Aydın Engin

14 Haziran 2011

Siyasetsiz Tırmık’ta İlk Gün

İyi ki gözümü karartıp bir hafta siyaset yazmama kararı vermişim. Şu saate kadar...


İyi ki gözümü karartıp bir hafta siyaset yazmama kararı vermişim. Şu saate kadar aşağıdaki “Yorum yaz” kutusuna bakınca okurların, en azından “Yorum yaz” abonelerinin de öğüdüme uydukları ve mola verdikleri görünüyor.
Yani aklıma sağlık...
Yoksa düşünsenize seçim minibüs ve otobüslerinden yükselen o canhıraş böğürtülerden, çıstak çıstak müziklerden zaten kazana dönmüş bir kafa ile yine siyaset yazmak zorunda kalsaydım halim nic’olurdu?
Mesela CHP’nin sandığımdan da erken “kaynayan kazan”a dönüşmesi üstüne yazmak gerekecekti. 
Kazan kaldıranlar (Baykal takımı) ne diyor:
- CHP önüne koyduğu oy hedefini alamadı. Üstelik bizim oy oranımız aslında yüzde 29 idi; Kılıçdaroğlu onu bile tutturamadı. Demek ki başarısız, demek ki gitmeli...
Özeti bu.
Bu durumda yazmak gerekecekti:
CHP’nin önemi aldığı oy miktarından, kazandığı iskemlelerin az ya da çokluğundan mı geliyor, yoksa “Baykal sonrası”nda açıkladıkları programatik belgelerin yöneliminden mi? 
Çocuk, kadın, tarım, aile sigortası, eğitim raporları ve çok daha önem taşıyan Demokrasi Raporu, Sivil Toplum Raporu ve -Süheyl Batum’a rağmen- Anayasa Yaklaşımı Raporu dikkatle okuyanlar için (ben onlardan biriyim) ciddiye alınması gereken ve... Ve evet, desteklenmesi gereken belgelerdir. Bu CHP’lileşmek, CHP’yi iktidara taşımak için kolları sıvamak anlamına gelmez. Öylesine dar, öylesine belalı, öylesine zorlu bir geçitten geçiyor ve öylesine kaypak bir düzlem üstünde yol alıyoruz ki kimden gelirse gelsin demokrasiye yarar sağlayan her adımı, adımların en küçüğünü bile önemsemek, ciddiye almak zorundayız. Ergenekon avukatlığını ilan etmiş,  Sosyalist Enternasyonal üyeliğinden ihraç sınırına gelecek kadar sefil bir ideolojik çukura düşmüş, varlık sebebi neredeyse AKP’ye cevap yetiştirmeye indirgenmiş bir CHP’den, iğrenç bir kaset darbesinden sonra tepe yönetimini tümüyle değiştirmiş “yeni CHP”ye geçilirken seçimlerde alınan oy sayısı, kazanılan iskemle sayısı çok da anlamlı değil. Tabii günübirlik siyasetin ve reelpolitik’in (=Eyyamcı, ilkesiz politika) rüzgarına göre dümen tutan bir partiden söz etmeyeceksek...

(İstenenler)
1 – Yazıya göre Baykal takımı, CHP'nin oy oranının aslında yüzde kaç olduğunu söylüyor?
2 – Yazıda "Siyasetsiz Tırmık’ta İlk" ifadesinden "mola verdikleri görünüyor." ifadesine kadar uzanan bölümü aynen yeniden yazın.
Kayıtlara burada gerek yoktur.

(Kaydedilmiş girdiler)
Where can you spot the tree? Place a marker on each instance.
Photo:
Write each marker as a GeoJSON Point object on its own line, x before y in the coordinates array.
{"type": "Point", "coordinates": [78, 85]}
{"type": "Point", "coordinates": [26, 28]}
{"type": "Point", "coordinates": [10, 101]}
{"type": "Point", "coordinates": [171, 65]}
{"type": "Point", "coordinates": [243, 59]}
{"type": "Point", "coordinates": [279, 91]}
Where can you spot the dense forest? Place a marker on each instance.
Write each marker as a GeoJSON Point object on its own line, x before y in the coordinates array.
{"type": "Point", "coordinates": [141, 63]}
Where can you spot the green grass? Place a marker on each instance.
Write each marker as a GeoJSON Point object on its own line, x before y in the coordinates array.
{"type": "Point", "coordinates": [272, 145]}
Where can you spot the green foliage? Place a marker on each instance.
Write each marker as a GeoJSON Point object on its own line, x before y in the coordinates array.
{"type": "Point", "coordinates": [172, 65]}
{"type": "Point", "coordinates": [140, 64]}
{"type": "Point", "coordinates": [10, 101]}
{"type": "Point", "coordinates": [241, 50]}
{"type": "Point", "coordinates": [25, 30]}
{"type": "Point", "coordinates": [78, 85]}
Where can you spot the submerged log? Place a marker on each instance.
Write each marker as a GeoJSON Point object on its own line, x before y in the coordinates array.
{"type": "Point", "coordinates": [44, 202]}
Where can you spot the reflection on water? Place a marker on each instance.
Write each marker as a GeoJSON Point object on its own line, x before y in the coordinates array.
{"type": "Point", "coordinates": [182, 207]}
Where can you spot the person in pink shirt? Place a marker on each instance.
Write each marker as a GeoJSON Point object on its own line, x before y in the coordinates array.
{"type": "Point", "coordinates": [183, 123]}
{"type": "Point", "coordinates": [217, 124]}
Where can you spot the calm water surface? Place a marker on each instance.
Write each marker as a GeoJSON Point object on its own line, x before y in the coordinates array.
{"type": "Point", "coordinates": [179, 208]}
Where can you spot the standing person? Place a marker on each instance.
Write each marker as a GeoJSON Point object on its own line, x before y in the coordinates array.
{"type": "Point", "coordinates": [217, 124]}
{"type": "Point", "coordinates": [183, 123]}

(Görev görev sonuçlar)
1 – Yüzde 29.

2 –
Siyasetsiz Tırmık’ta İlk Gün

İyi ki gözümü karartıp bir hafta siyaset yazmama kararı vermişim. Şu saate kadar...


İyi ki gözümü karartıp bir hafta siyaset yazmama kararı vermişim. Şu saate kadar aşağıdaki “Yorum yaz” kutusuna bakınca okurların, en azından “Yorum yaz” abonelerinin de öğüdüme uydukları ve mola verdikleri görünüyor.